(Items from a data source)
-- START --

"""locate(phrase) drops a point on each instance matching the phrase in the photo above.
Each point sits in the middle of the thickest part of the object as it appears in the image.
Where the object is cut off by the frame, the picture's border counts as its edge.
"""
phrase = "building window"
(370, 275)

-- END --

Could you edit these lines so that every "object" becomes "item", leaving everything else as it is?

--- The solution ---
"""locate(phrase) drops a point on each instance matching the phrase in the photo above.
Each point sits in the middle of the thickest part of the item as it appears in the image.
Where the item is cut off by the frame, the picture's border counts as its edge.
"""
phrase = "building window"
(370, 275)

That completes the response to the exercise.